• **STATED EXERCISE**:
Rewrite the entries starting at the line containing "[pin] tree trunk" and ending with the last entry, requests included, and increase every pixel coordinate in the answers by 66. Leave the sample coordinates in the requests unchanged.

• **PROVIDED RECORDS**:
_ _ _
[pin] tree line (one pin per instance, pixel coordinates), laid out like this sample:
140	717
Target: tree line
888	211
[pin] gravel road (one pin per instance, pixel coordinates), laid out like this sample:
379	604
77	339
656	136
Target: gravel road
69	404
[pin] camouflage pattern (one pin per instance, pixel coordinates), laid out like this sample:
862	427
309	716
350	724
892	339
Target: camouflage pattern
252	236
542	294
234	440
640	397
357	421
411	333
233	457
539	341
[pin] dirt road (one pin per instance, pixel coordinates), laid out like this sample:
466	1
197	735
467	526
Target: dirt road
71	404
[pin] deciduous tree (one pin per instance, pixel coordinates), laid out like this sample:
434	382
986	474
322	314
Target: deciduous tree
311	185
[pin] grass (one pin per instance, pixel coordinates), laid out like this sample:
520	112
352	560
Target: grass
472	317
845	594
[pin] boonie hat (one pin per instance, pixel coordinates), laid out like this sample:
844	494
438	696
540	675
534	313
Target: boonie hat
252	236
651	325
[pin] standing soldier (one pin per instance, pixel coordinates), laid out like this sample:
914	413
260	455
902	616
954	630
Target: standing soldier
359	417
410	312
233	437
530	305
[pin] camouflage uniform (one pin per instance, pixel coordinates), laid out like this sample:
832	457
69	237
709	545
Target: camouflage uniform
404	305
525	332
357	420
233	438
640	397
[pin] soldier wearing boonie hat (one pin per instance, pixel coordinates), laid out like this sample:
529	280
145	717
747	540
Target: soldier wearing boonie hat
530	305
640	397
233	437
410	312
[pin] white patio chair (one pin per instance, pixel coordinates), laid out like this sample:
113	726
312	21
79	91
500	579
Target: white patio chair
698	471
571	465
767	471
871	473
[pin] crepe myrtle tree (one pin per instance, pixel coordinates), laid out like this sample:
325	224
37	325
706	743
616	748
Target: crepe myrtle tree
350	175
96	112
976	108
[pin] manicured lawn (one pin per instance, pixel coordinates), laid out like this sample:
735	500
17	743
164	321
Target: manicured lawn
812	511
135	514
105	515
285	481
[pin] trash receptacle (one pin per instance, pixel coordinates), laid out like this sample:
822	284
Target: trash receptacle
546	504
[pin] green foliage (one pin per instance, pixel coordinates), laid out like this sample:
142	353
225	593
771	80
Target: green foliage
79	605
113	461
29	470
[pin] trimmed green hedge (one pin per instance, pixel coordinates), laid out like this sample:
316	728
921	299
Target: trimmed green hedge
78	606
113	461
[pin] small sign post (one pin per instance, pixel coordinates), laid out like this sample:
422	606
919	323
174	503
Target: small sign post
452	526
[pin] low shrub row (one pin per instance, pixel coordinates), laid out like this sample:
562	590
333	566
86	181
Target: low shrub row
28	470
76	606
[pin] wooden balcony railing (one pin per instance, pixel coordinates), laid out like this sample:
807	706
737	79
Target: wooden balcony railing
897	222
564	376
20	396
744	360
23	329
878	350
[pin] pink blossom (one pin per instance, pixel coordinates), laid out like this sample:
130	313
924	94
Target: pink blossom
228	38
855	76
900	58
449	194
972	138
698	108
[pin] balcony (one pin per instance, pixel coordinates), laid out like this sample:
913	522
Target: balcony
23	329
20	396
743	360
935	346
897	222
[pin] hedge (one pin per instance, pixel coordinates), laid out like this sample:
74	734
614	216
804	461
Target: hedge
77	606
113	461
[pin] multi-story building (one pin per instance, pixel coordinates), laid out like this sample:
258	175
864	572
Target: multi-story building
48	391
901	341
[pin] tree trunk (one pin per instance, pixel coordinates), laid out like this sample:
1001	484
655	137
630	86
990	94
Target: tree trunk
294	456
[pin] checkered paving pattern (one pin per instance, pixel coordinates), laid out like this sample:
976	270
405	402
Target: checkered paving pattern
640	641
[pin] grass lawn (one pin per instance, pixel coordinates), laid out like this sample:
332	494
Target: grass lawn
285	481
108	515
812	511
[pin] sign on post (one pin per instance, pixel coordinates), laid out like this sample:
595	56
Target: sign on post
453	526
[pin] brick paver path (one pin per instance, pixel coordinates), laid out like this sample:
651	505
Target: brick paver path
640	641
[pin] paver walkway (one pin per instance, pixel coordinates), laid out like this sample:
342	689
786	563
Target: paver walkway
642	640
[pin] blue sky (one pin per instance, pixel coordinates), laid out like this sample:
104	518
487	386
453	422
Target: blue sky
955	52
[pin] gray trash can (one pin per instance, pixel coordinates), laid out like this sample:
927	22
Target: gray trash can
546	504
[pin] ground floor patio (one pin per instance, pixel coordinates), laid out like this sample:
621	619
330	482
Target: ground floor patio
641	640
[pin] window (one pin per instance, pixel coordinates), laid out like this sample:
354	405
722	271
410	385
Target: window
_ _ _
• **TASK RESULT**:
[pin] tree trunk (one pin per instance, pixel coordinates), laid out like this sample:
1001	484
655	137
630	86
990	94
Target: tree trunk
360	522
[pin] checkered paving pattern (one pin per instance, pixel coordinates), laid out like this sample:
976	270
405	402
Target: checkered paving pattern
706	707
[pin] grass lawn (one pin per instance, pixel coordinates), laid out like this sample:
332	494
Target: grass lawn
351	547
174	581
878	577
[pin] sign on post (one pin per instance, pixel coordinates), laid out like this sample:
595	56
Target: sign on post
519	592
[pin] brick paver path (one pin per instance, pixel coordinates), laid out like this sample:
651	505
Target: brick paver path
706	707
[pin] paver walkway (one pin per instance, pixel coordinates), laid out like this sample:
342	689
786	563
Target: paver walkway
708	706
[pin] blue sky (one pin per instance, pixel coordinates), laid out like this sample:
104	518
487	386
453	422
Target: blue sky
1021	118
[pin] gray trash can (one pin per instance, pixel coordinates), laid out like this sample:
927	22
Target: gray trash can
612	570
[pin] ground floor patio (one pin per instance, pixel coordinates), laid out like this sample:
621	619
330	482
Target: ground floor patio
707	706
[pin] window (one pin per instance, pixel coordinates), laid out like this sample:
354	405
722	271
410	385
Target: window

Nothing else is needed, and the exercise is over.